> **Aim of the task**:
Repeat the records below exactly.

-*-*-

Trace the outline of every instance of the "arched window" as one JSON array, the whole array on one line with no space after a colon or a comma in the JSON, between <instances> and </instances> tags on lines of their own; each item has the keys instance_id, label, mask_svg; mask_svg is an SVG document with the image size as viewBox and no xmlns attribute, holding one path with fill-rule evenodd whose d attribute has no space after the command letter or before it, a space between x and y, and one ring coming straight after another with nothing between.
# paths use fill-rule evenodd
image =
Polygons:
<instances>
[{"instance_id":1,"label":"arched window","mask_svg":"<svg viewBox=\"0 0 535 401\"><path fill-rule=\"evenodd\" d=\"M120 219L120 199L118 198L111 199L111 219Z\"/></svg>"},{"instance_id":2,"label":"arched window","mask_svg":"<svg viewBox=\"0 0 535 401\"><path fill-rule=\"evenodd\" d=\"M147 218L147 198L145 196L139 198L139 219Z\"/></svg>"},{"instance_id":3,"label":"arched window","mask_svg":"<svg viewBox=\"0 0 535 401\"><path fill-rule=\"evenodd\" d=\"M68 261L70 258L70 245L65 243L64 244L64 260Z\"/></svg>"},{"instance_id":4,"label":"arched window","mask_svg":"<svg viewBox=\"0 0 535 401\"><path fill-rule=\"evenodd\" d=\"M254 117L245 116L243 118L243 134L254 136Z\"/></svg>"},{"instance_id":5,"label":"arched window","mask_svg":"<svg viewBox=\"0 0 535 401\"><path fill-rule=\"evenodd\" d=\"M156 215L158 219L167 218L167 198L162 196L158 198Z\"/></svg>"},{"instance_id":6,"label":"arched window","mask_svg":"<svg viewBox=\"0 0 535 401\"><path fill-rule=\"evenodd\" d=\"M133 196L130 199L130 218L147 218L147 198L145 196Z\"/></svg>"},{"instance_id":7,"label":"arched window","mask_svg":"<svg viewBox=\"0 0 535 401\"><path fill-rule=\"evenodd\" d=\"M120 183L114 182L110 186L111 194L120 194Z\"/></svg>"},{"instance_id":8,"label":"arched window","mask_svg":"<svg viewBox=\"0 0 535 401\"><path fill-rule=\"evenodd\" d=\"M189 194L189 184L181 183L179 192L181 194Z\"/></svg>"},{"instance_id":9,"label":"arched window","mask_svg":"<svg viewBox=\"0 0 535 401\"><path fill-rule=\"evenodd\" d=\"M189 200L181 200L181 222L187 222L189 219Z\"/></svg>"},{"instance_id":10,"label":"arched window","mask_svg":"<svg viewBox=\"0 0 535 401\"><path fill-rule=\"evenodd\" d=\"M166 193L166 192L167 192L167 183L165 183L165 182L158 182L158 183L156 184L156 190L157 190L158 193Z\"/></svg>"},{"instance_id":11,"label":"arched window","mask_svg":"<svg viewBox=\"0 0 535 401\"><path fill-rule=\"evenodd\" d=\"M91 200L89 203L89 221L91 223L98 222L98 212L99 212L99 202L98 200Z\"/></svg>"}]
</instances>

-*-*-

> **Task result**:
Trace the outline of every instance of the "arched window" as one JSON array, the whole array on one line with no space after a colon or a comma in the JSON, between <instances> and </instances> tags on lines of their own; each item has the keys instance_id, label, mask_svg; mask_svg is an SVG document with the image size as viewBox and no xmlns attribute, holding one path with fill-rule evenodd whose d attribute has no space after the command letter or before it, a space between x and y, and one ring coming straight after another with nothing between.
# paths use fill-rule evenodd
image =
Polygons:
<instances>
[{"instance_id":1,"label":"arched window","mask_svg":"<svg viewBox=\"0 0 535 401\"><path fill-rule=\"evenodd\" d=\"M120 219L120 199L118 198L111 199L111 219Z\"/></svg>"},{"instance_id":2,"label":"arched window","mask_svg":"<svg viewBox=\"0 0 535 401\"><path fill-rule=\"evenodd\" d=\"M147 218L147 198L145 196L139 198L139 219Z\"/></svg>"},{"instance_id":3,"label":"arched window","mask_svg":"<svg viewBox=\"0 0 535 401\"><path fill-rule=\"evenodd\" d=\"M68 261L70 258L70 245L65 243L64 244L64 260Z\"/></svg>"},{"instance_id":4,"label":"arched window","mask_svg":"<svg viewBox=\"0 0 535 401\"><path fill-rule=\"evenodd\" d=\"M254 117L245 116L243 118L243 134L254 136Z\"/></svg>"},{"instance_id":5,"label":"arched window","mask_svg":"<svg viewBox=\"0 0 535 401\"><path fill-rule=\"evenodd\" d=\"M156 215L158 219L167 218L167 198L162 196L158 198Z\"/></svg>"},{"instance_id":6,"label":"arched window","mask_svg":"<svg viewBox=\"0 0 535 401\"><path fill-rule=\"evenodd\" d=\"M133 196L130 199L130 218L147 218L147 198L145 196Z\"/></svg>"},{"instance_id":7,"label":"arched window","mask_svg":"<svg viewBox=\"0 0 535 401\"><path fill-rule=\"evenodd\" d=\"M120 183L114 182L110 186L111 194L120 194Z\"/></svg>"},{"instance_id":8,"label":"arched window","mask_svg":"<svg viewBox=\"0 0 535 401\"><path fill-rule=\"evenodd\" d=\"M189 194L189 184L181 183L179 192L181 194Z\"/></svg>"},{"instance_id":9,"label":"arched window","mask_svg":"<svg viewBox=\"0 0 535 401\"><path fill-rule=\"evenodd\" d=\"M189 200L181 200L181 222L187 222L189 219Z\"/></svg>"},{"instance_id":10,"label":"arched window","mask_svg":"<svg viewBox=\"0 0 535 401\"><path fill-rule=\"evenodd\" d=\"M166 193L166 192L167 192L167 183L165 183L165 182L158 182L158 183L156 184L156 190L157 190L158 193Z\"/></svg>"},{"instance_id":11,"label":"arched window","mask_svg":"<svg viewBox=\"0 0 535 401\"><path fill-rule=\"evenodd\" d=\"M91 200L89 203L89 221L91 223L98 222L98 212L99 212L99 202L98 200Z\"/></svg>"}]
</instances>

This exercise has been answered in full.